* _Entries supplied_:
********
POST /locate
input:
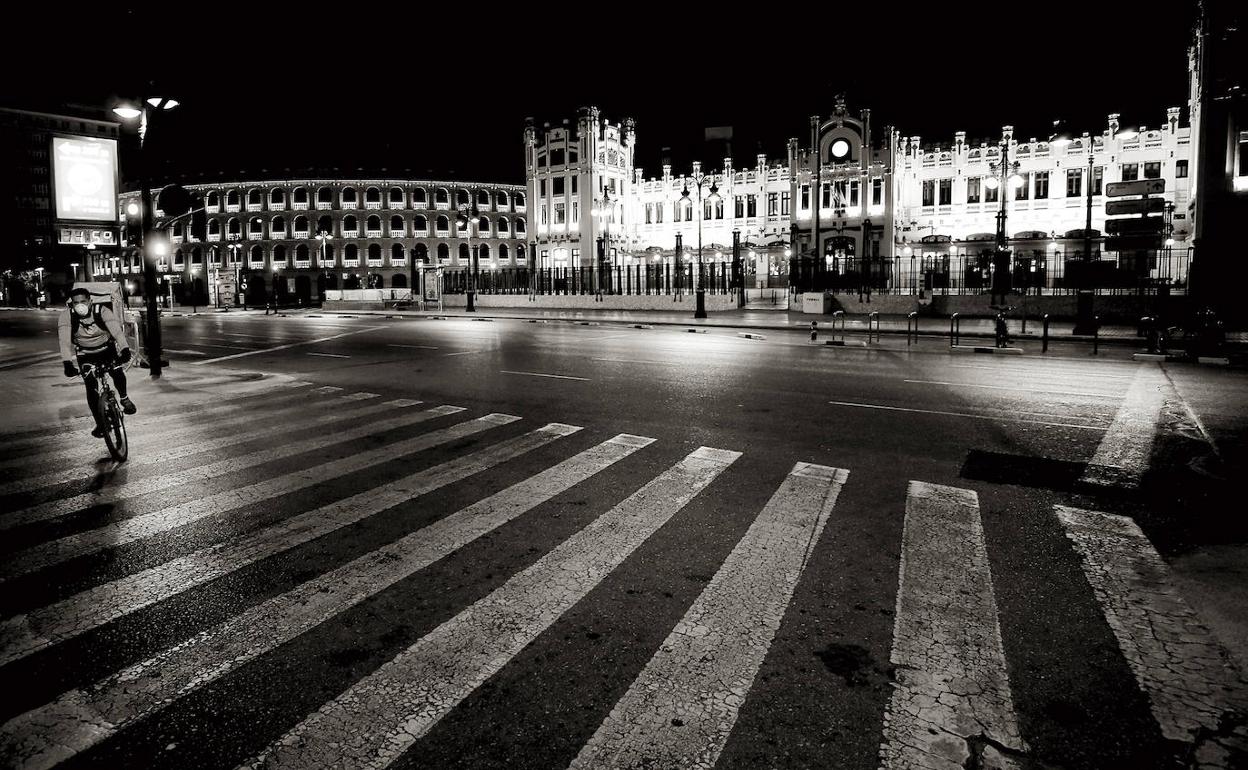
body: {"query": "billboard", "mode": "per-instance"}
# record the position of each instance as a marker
(85, 179)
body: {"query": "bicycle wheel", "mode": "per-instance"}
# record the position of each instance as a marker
(115, 428)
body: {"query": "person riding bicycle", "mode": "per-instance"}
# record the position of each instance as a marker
(91, 333)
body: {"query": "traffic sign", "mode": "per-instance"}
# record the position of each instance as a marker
(1136, 225)
(1135, 206)
(1121, 243)
(1136, 187)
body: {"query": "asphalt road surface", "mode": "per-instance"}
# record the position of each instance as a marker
(451, 543)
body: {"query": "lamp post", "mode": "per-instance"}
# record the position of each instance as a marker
(699, 180)
(604, 211)
(1005, 177)
(131, 112)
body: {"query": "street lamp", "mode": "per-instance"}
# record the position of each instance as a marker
(131, 112)
(699, 180)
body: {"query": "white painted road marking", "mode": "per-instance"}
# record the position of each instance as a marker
(1191, 680)
(380, 716)
(682, 708)
(24, 634)
(951, 680)
(84, 718)
(541, 375)
(282, 347)
(1122, 456)
(992, 417)
(194, 476)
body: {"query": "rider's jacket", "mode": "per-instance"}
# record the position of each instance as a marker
(90, 335)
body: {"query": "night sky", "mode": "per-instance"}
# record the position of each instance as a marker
(360, 89)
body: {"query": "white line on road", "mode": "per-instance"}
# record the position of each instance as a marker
(680, 709)
(1122, 456)
(1032, 422)
(380, 716)
(951, 685)
(82, 718)
(541, 375)
(1192, 683)
(282, 347)
(1018, 389)
(24, 634)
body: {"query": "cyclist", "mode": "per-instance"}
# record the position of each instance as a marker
(91, 333)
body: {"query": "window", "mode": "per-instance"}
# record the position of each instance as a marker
(1041, 185)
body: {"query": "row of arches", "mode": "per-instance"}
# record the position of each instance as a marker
(350, 196)
(350, 226)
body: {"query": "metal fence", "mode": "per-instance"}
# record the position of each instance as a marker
(658, 278)
(1037, 272)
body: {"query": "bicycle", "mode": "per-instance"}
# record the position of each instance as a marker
(111, 417)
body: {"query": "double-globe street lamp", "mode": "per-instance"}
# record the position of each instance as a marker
(141, 112)
(699, 180)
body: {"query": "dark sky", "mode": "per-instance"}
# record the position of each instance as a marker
(368, 89)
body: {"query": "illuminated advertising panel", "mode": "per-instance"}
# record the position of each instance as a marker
(85, 179)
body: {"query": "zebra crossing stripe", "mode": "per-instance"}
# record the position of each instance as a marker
(197, 476)
(1122, 456)
(82, 718)
(145, 526)
(1192, 684)
(952, 690)
(680, 709)
(382, 715)
(194, 446)
(139, 423)
(21, 635)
********
* _Work to complete_: Pull out every line of the material that contains the string "road", matching case exactly.

* _Written solution_:
body: {"query": "asphalt road surface", "mode": "per-instance"}
body: {"query": "white painted road marking", "mode": "per-instance"}
body: {"query": "white line on road", "mode": "per-instance"}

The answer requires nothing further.